Required task 1
Find every line of the records that contains the string "blurred" and copy each of those lines. Case counts.

# Foster and Cats



## d4lilbitz (Dec 30, 2013)

I am currently fostering a 3 - 4 yr old male german shepherd. He appears to be from working lines. He has a potential adopter after being on the site for several days. I'm concerned though because he has demonstrated a desire to chase things that move (prey drive). The family has one dog and 3 cats. Balto gets along great with dogs, it's the cats I'm concerned with. I do not have any cats, so he's not been tested. When out on walks, if he see a squirrel he cries and lunges at it. A firm sit gets his attention back though. Yesterday I took him to visit my parents. The house behind them has 3 tiny Maltese's that are fluffy and like to bark. Balto demonstrated the same characteristics with them...high whining and lunging. I'm concerned for he safety of the cats as well as himself should they get into an altercation. 
I'm trying to see if I can find a friend who has cats to see about introducing them (he will be leashed), so I can get a picture of what his reaction is to seeing one. Please let me know if you have any ideas, thoughts or opinions on what would be best. My gut is saying a cat home might not be a good idea. 
Thanks, 
Deanna


----------



## d4lilbitz (Dec 30, 2013)

This is a couple pictures of him....


----------



## llombardo (Dec 11, 2011)

I would not just send him to a home with cats if there are any doubts. Lots of people won't put time into training a dog not to chase a cat and the dog ends up going back. For the dogs sake get him cat tested or require a home with no cats.


----------



## Wicked Seraphim (May 17, 2014)

I agree.

Both my dogs came into my home without us having zero idea about how they would do with the cats. My first dog, was a breeze with them...he was just thrilled to be in a home and getting healthy again.

My girl was excited by the cats and played with them, but not prey/play. However, if she sees a cat in the yard, all bets are off if they are not on of her cats...they are her potential chewie if she can catch 'em.

Her kitties in the house, she adores and shares her bed with nightly. It took some training with her and watching, but now, I trust her 1000000% around all the cats in the house, even the Savannahs that can be a bit dominating with her at times. She's always the perfect lady.

Required task 2
In the forum thread about fostering a German shepherd, what gets the dog's attention back when he lunges at a squirrel on walks?

(Entries from a pointing dataset)
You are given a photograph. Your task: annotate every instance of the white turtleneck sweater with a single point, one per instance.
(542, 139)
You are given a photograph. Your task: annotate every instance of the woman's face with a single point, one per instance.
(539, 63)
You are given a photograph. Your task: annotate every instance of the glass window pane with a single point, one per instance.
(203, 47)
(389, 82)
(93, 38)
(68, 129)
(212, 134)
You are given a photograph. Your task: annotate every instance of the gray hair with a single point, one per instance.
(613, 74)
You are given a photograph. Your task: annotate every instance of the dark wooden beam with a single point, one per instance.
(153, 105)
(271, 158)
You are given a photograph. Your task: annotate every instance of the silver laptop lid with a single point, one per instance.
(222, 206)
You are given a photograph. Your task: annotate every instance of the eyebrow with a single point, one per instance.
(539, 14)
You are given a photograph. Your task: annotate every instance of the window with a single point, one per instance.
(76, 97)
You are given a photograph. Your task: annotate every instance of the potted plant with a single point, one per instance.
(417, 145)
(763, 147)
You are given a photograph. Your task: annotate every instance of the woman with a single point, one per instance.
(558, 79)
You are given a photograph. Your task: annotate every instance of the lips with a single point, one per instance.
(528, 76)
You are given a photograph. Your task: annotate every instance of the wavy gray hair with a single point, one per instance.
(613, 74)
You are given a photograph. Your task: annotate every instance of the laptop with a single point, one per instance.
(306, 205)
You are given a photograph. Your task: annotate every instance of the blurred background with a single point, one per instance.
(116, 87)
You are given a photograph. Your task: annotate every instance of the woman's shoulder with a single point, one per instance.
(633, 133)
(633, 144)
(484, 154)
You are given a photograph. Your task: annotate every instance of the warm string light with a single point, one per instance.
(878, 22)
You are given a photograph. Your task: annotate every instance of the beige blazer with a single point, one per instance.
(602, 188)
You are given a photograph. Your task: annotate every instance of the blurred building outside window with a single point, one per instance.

Result 1
You are given a photograph. Your task: annotate every instance of the blurred background with a single point, one per instance.
You are given a photograph. Your task: annotate every instance of the blurred building outside window with a single point, one per instance.

Result 2
A firm sit.